● **SELECTED EXTRACT**
********************

Community//

Three Layoffs, One Furlough

How my career failures forced me to prioritize my mental health

Photo by Christopher Campbell on Unsplash
Photo by Christopher Campbell on Unsplash

When I turned 27, I had reached the peak of my career as a fashion designer. My resume shined with the names of Coach, Marc Jacobs, Tory Burch, and Tommy Hilfiger. My profound moments were not from walking through the doors of these fashion empires — it was from being forced out of them.

My first layoff was at 23. The second at 24. The third at 27.

By the time I reached the third lay off, I had become a master artist at painting myself a victim of a tumultuous industry. My negative self-talk nurtured a belief system that I was worthless without a successful career. I was a walking storm cloud of envy towards co-workers that appeared to have a smooth sailing climb up the ladder.

I was a prime millennial example of the effects of society grooming a generation to attach their self-worth to their career. As a child, I was frequently asked what I wanted to be when I grew up, rather than what makes me happy. When I entered the workforce, I stopped at nothing to break the glass ceiling, believing the money would flow, followed by happiness.

I was the perfect supply for companies recruiting eager blood out of college and exploiting them to work long treacherous hours for a salary equivalent to a Starbuck’s barista. I willingly handed my sense of self on a silver platter just to write a name on my resume. I accepted my low stakes place in the hierarchy of corporate America. What I couldn’t accept were the declining effects it had on my mental health.

********************

● **THINGS TO DO**
1. According to the essay about career layoffs and mental health, at what age did the third layoff happen?
2. Carry on the essay about career layoffs and mental health, picking up right after its final sentence.

********************

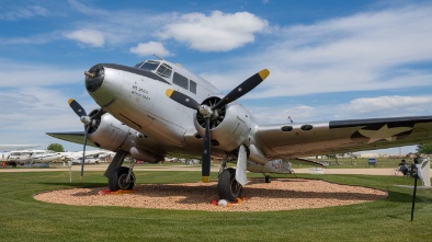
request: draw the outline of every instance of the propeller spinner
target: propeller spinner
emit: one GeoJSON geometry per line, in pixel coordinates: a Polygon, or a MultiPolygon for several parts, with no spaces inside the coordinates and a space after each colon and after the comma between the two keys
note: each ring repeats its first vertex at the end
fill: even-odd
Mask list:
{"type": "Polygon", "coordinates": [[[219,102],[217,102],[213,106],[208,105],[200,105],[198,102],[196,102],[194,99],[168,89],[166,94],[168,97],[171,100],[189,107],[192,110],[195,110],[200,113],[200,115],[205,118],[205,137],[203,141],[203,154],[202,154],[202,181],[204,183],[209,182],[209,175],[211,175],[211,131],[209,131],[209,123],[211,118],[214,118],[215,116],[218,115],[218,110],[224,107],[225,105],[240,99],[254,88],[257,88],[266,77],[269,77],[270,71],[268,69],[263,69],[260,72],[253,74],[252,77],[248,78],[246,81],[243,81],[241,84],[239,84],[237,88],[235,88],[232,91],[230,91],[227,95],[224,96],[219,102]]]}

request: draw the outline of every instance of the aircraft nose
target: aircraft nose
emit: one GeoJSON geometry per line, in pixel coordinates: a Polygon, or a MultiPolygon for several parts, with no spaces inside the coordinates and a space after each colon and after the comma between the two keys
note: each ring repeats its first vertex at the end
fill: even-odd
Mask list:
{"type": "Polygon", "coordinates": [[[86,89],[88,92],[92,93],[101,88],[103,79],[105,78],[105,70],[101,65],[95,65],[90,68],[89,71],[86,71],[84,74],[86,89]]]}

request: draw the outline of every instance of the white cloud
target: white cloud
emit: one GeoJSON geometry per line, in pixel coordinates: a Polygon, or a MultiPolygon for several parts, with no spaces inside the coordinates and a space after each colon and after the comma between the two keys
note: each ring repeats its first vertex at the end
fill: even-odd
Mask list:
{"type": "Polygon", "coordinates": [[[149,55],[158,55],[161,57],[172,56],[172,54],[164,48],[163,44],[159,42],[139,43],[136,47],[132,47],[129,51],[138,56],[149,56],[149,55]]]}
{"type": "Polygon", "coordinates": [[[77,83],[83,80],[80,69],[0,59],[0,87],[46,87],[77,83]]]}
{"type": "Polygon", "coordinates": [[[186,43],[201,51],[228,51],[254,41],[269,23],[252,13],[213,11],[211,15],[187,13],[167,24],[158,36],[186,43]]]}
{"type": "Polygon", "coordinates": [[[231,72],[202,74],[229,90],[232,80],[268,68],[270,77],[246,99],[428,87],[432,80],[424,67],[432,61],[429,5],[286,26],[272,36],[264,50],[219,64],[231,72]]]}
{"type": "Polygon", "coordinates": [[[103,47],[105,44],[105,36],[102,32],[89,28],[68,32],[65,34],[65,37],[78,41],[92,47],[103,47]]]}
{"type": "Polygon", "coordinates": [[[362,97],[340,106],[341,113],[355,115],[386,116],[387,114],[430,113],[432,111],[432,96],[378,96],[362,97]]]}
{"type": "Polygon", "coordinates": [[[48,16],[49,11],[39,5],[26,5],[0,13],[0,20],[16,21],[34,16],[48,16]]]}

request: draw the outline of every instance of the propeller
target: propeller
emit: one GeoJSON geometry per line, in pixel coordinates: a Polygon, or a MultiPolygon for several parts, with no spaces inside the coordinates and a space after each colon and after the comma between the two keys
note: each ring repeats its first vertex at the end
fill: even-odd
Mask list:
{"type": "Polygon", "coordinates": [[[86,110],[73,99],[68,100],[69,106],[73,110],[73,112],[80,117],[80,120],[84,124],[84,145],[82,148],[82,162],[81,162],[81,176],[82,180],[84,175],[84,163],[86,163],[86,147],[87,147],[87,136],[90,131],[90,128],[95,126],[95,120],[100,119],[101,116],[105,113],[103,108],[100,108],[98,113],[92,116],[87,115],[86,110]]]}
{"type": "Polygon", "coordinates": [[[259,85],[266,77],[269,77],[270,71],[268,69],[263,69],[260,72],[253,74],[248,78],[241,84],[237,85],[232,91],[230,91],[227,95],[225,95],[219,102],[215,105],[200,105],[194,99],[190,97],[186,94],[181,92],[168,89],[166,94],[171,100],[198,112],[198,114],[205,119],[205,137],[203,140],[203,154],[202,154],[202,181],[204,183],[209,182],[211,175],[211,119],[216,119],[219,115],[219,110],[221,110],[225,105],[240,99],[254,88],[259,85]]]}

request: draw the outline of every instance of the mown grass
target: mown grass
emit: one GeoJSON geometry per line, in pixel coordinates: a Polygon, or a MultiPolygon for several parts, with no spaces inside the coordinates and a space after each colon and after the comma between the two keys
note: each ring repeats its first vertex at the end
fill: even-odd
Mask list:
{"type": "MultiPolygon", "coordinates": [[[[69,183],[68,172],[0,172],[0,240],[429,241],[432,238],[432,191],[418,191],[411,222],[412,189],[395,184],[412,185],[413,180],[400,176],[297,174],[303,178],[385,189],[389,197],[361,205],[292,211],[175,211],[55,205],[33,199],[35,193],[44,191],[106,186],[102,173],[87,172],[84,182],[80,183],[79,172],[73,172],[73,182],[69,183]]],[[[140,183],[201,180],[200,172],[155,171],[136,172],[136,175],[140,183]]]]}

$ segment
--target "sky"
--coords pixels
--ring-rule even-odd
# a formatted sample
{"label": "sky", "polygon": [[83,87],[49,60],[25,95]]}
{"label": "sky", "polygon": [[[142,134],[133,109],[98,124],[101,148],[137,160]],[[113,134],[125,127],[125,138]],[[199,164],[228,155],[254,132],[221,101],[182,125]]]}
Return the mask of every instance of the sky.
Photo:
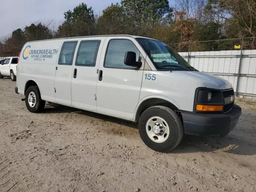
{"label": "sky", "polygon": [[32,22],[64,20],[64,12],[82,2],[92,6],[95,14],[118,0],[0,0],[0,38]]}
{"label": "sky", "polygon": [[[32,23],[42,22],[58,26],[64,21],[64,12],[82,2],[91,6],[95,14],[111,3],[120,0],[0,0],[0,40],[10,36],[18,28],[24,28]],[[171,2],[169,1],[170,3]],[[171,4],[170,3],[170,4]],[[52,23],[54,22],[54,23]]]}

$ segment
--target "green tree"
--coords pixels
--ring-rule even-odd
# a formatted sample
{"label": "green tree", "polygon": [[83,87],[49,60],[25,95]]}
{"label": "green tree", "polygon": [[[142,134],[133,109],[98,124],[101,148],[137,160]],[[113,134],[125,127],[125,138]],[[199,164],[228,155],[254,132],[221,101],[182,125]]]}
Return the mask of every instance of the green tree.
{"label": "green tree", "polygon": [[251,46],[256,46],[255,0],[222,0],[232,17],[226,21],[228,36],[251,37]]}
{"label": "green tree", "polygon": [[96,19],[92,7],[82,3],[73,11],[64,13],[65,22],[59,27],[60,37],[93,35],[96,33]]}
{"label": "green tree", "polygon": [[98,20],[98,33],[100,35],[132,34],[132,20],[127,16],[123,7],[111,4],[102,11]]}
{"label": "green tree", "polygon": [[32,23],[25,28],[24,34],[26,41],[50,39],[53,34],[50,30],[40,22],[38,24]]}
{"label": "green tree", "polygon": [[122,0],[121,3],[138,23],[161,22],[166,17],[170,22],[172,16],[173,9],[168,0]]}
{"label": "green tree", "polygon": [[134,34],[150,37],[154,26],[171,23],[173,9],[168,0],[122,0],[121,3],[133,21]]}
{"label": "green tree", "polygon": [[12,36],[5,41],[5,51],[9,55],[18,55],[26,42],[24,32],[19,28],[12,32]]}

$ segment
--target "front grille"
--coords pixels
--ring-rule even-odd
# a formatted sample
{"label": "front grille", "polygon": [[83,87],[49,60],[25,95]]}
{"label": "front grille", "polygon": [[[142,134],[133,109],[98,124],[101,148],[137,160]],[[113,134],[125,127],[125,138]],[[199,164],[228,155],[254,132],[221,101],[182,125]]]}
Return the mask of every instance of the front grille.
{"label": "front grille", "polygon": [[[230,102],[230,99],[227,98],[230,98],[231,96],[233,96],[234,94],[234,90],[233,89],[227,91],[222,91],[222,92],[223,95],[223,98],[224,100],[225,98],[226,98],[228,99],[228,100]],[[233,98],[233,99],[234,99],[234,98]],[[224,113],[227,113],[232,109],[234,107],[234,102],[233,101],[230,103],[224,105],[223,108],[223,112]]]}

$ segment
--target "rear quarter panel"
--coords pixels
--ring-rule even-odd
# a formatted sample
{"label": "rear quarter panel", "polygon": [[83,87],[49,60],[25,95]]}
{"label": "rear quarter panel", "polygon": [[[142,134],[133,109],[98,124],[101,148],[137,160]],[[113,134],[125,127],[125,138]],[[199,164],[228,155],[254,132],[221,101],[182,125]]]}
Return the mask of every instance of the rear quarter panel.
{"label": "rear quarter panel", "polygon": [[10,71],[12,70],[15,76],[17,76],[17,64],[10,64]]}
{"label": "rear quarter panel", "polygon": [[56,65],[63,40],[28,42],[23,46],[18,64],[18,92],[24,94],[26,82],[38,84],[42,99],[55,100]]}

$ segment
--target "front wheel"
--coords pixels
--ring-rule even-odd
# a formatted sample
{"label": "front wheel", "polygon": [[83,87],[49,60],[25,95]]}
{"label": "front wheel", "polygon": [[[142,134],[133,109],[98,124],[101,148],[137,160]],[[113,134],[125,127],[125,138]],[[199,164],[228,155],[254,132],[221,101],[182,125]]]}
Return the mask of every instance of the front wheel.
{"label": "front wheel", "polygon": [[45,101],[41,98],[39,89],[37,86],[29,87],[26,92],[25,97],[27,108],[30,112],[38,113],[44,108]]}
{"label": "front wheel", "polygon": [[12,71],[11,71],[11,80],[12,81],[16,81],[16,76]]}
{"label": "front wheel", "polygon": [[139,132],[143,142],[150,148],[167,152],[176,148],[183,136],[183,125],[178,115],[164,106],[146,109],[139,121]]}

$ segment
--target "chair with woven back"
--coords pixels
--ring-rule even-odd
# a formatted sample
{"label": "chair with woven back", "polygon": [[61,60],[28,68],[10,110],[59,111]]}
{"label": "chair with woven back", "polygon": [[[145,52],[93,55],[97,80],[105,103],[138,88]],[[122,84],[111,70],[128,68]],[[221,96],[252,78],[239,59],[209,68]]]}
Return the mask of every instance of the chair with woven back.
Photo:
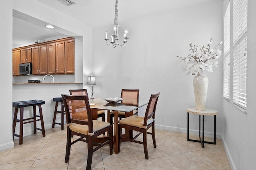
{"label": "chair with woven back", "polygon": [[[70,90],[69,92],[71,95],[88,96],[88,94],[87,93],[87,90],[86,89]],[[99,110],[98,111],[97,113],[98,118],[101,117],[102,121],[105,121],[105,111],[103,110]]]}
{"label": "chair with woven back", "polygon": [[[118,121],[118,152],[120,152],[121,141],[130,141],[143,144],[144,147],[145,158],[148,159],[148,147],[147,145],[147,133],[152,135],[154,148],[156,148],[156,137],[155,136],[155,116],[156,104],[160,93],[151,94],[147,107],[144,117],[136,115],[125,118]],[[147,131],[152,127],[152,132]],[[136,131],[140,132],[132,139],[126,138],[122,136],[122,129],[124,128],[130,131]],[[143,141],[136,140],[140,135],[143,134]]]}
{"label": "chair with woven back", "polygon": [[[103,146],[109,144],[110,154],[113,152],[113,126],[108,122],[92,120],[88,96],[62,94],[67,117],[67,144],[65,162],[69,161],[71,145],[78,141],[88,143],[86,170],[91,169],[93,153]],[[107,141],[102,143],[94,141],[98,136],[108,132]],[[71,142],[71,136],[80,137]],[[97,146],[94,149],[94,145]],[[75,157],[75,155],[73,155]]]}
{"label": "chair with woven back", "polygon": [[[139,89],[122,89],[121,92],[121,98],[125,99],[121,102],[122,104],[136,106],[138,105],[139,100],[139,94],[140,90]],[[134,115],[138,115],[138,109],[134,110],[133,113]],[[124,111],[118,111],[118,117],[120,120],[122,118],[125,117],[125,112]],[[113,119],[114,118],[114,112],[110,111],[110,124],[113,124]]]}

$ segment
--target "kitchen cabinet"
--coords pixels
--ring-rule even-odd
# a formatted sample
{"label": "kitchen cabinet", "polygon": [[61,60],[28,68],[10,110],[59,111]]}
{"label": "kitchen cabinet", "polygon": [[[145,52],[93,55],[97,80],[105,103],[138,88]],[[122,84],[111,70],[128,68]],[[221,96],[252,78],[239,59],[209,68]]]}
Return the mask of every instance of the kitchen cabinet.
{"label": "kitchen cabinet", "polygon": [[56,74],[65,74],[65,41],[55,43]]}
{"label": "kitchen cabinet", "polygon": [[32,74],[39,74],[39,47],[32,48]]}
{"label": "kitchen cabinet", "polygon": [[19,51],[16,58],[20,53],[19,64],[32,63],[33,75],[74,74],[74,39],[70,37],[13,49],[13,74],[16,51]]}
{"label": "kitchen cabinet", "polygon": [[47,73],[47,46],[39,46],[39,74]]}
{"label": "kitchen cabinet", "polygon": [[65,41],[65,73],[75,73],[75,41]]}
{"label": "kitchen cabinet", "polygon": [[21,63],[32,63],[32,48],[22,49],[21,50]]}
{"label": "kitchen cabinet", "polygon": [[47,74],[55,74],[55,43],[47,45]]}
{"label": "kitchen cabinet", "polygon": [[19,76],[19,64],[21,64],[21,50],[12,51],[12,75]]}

********************

● **TASK-BY-TASK RESULTS**
1. At 27.

2.
I fell into a deep depression after repeated failures to hold a job. I was paralyzed in defeat and became too comfortable in letting the workforce dictate my value. I had been working towards this career since I was nineteen years old. Fashion was all I knew, and if my path was no longer following society’s script, I no longer had an identity.

My depression eventually drove me to intense suicidal ideations — leaving me no choice but to focus on my mental health. No dream job is worth taking your own life. With a combination of anti-depressants, Xanax, and therapy, I was able to shift my mindset from living like a victim to becoming the designer of my life.

Depression has increased at an alarming rate for millennials and will continue to escalate with the increasing number of unemployment. Our work culture rewards burnout and stigmatizes mental health. We shove down our self-worth and autonomy in order to fully please our employers. We feel indebted to them for providing us a life of stability when the truth is that reciprocity was a lie.

A few weeks ago, the universe granted me my fourth round of unemployment, through furlough. This pattern in my life was the gift that kept on giving. What was once an experience I labeled as sheer bad luck, now became the lesson I needed to learn. This lesson was to cultivate self-worth by taking the initiative to detach it from my career.

In this current state of survival, scarcity and fear have incited employers to dispose of their employees. When I think of the executives in companies who continue to maintain their full-time salaries, I readjust my mindset from contempt to curiosity.

These executives who remain financially unscathed by this pandemic have the privilege to return to normalcy when this is over. They are currently moving through this time with ease and will continue to plateau in their lives. There will be no change. No growth. No progression. Only a continued mindset of survival where they can tread precisely where they left off.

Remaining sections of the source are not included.